> [Extract provided]
━━━━━━━━━━━━━━━━━━━━
On Tuesday night I caught a little of a documentary about Flight 93, the one that crashed in Pennsylvania on September 11, 2001. It was apparently hijacked with the aim of crashing into either the White House or the Capitol Building, but the passengers fought back and the plane crashed. The producers made the mistake of trying to recreate events on board the plane. “Surely”, I thought, “they won’t have an Arabic-looking guy running down the corridor shouting ‘Allahu Akbar’, will they?” Believe it or not, that’s exactly what the producers did. Still, perhaps the hijackers got that idea from movies, which were in turn influenced by the hijacking craze of the 70′s? Is it Life, or is it Art? Both? Neither?

Last night, though, they showed 9/11, which was much better. It was all based on real footage taken by two French filmmakers, brothers, as they documented the life of a rookie fireman. One of them caught the crash of the first plane on tape, and ended up documenting the rescue efforts from inside the building. The other brother filmed the scene outside on the streets, as firemen from all over the city converged on the towers.
━━━━━━━━━━━━━━━━━━━━
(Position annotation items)
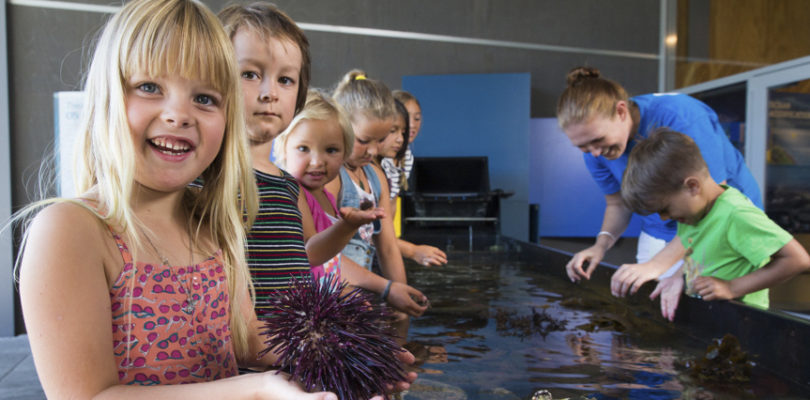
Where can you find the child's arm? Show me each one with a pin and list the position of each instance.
(324, 245)
(386, 241)
(422, 253)
(630, 277)
(670, 289)
(786, 263)
(400, 295)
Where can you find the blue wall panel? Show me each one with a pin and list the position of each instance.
(571, 204)
(480, 115)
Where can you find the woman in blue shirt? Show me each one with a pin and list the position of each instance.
(601, 120)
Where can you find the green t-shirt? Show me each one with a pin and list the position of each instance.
(734, 239)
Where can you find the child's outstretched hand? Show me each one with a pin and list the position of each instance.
(428, 256)
(407, 299)
(670, 289)
(710, 288)
(357, 217)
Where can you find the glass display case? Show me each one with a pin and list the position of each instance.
(767, 112)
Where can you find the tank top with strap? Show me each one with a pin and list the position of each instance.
(361, 248)
(157, 338)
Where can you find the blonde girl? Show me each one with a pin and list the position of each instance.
(141, 282)
(371, 110)
(312, 149)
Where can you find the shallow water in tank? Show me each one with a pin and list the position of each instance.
(474, 342)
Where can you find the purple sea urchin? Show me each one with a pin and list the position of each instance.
(335, 341)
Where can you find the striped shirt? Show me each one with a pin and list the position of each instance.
(394, 173)
(275, 243)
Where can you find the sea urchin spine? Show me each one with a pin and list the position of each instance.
(330, 340)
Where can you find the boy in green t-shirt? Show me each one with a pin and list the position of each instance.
(731, 248)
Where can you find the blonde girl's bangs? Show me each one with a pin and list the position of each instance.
(179, 43)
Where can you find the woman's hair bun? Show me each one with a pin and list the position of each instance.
(579, 74)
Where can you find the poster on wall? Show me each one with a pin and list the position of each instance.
(67, 112)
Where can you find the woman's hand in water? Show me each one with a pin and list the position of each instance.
(630, 277)
(428, 256)
(407, 299)
(357, 217)
(592, 255)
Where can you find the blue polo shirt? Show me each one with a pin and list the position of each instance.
(695, 119)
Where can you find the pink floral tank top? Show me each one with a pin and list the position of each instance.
(162, 340)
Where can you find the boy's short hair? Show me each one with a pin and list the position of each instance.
(657, 168)
(268, 21)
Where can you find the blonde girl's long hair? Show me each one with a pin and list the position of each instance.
(587, 95)
(160, 38)
(319, 107)
(362, 96)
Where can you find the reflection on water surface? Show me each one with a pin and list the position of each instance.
(486, 336)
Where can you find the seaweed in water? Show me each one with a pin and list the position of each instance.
(724, 362)
(508, 323)
(330, 340)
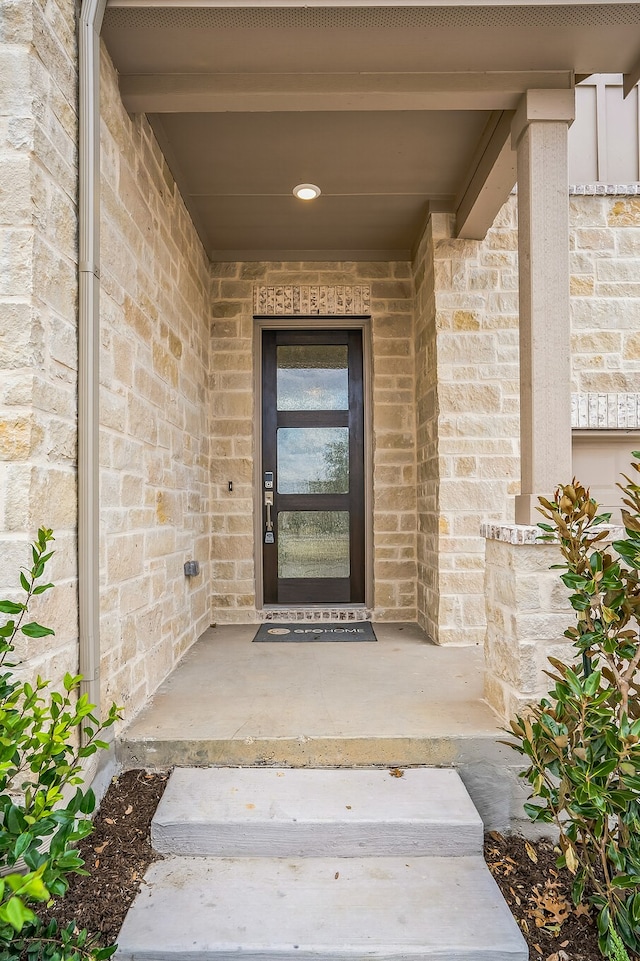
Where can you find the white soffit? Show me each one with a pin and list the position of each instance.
(280, 94)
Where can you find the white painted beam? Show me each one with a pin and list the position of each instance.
(631, 79)
(540, 134)
(255, 92)
(492, 177)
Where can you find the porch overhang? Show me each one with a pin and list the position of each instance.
(394, 110)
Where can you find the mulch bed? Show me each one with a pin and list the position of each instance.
(119, 851)
(539, 895)
(116, 855)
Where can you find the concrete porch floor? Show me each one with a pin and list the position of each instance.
(399, 702)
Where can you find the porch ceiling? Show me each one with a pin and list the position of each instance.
(391, 110)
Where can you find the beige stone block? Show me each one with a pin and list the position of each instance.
(19, 436)
(631, 347)
(464, 397)
(466, 320)
(165, 365)
(125, 558)
(628, 242)
(581, 286)
(625, 213)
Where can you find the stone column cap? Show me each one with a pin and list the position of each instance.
(542, 106)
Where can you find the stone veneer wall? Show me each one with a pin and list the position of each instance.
(38, 353)
(468, 383)
(426, 404)
(233, 409)
(154, 411)
(605, 293)
(467, 324)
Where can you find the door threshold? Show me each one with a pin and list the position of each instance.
(318, 612)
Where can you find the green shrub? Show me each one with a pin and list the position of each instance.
(44, 738)
(582, 741)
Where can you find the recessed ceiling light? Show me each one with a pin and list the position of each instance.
(306, 191)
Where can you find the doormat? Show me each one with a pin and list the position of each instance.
(345, 631)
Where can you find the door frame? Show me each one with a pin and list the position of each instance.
(315, 322)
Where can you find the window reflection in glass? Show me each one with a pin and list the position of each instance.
(313, 544)
(313, 460)
(312, 377)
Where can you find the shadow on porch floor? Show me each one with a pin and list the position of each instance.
(399, 702)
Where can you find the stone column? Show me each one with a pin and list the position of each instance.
(539, 135)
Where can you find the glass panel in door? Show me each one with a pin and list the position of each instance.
(313, 458)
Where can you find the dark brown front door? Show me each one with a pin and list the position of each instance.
(313, 467)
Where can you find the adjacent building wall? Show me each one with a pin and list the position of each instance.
(467, 380)
(38, 353)
(154, 369)
(234, 409)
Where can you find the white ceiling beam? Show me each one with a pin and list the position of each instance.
(630, 79)
(254, 92)
(491, 178)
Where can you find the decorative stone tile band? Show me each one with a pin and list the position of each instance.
(288, 300)
(604, 190)
(510, 533)
(521, 534)
(591, 411)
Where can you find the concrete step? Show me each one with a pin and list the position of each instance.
(329, 909)
(233, 812)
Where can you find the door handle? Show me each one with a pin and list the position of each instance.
(268, 503)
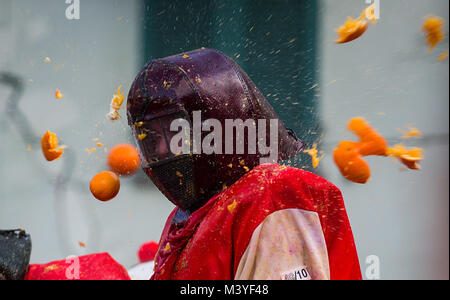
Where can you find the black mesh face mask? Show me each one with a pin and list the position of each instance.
(164, 147)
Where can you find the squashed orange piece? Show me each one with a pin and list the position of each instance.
(354, 28)
(432, 27)
(116, 104)
(348, 155)
(313, 153)
(409, 157)
(50, 148)
(350, 163)
(59, 95)
(105, 186)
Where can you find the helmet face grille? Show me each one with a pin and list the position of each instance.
(175, 178)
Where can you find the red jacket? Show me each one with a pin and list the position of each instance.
(276, 222)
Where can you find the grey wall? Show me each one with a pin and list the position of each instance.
(387, 77)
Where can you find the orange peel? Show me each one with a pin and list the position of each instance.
(116, 104)
(409, 157)
(50, 148)
(313, 153)
(354, 28)
(348, 156)
(432, 27)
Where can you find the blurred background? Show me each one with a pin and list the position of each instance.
(287, 48)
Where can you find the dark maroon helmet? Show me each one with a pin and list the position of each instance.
(181, 87)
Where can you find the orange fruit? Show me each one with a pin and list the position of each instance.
(350, 162)
(50, 149)
(124, 159)
(105, 186)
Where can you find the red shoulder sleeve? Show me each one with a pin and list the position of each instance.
(270, 188)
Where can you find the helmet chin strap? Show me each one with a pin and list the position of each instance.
(181, 216)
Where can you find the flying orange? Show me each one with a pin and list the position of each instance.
(50, 148)
(105, 186)
(124, 159)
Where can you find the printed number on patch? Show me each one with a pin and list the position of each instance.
(300, 273)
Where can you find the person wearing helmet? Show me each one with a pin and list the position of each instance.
(203, 128)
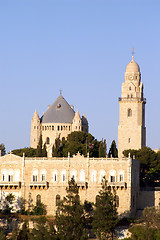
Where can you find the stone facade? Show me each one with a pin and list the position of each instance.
(47, 178)
(58, 121)
(131, 129)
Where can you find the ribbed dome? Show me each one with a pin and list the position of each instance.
(132, 66)
(59, 112)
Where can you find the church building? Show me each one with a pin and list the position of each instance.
(58, 121)
(46, 179)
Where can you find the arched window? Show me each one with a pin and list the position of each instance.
(17, 175)
(47, 140)
(129, 112)
(38, 198)
(82, 176)
(117, 201)
(58, 199)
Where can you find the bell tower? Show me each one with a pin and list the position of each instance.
(131, 129)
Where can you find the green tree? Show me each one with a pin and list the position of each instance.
(3, 149)
(43, 229)
(39, 209)
(70, 220)
(113, 151)
(8, 205)
(24, 232)
(44, 151)
(29, 152)
(39, 148)
(105, 215)
(149, 164)
(57, 148)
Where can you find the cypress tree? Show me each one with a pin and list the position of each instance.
(102, 148)
(44, 151)
(39, 148)
(113, 151)
(70, 220)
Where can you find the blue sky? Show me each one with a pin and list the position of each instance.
(81, 47)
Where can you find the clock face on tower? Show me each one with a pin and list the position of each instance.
(130, 77)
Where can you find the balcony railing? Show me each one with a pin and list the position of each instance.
(10, 184)
(39, 185)
(117, 184)
(132, 99)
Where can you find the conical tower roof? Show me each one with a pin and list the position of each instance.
(59, 112)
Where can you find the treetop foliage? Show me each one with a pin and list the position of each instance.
(113, 151)
(105, 216)
(79, 142)
(149, 164)
(70, 220)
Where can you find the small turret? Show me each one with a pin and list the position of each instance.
(84, 124)
(35, 130)
(77, 122)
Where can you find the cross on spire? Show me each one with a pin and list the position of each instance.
(133, 53)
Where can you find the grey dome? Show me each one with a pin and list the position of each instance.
(59, 112)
━━━━━━━━━━━━━━━━━━━━
> [Task directions] Please carry on the post about the two September 11 documentaries, picking up after its final sentence.

> [The response]
By focusing on the staff of one particular fire station, the story remained at a human level and never became sensationalistic. As they enter the WTC foyer, one brother finds himself refusing to film some injured people, out of respect. That tone is maintained through the piece; however, there is plenty to inspire shock. While we are not shown people falling from the buildings, we do hear them landing, and that is quite sufficient. The footage is shaky, dusty, and all too real.

So, not much else happened yesterday besides work, and thoughts.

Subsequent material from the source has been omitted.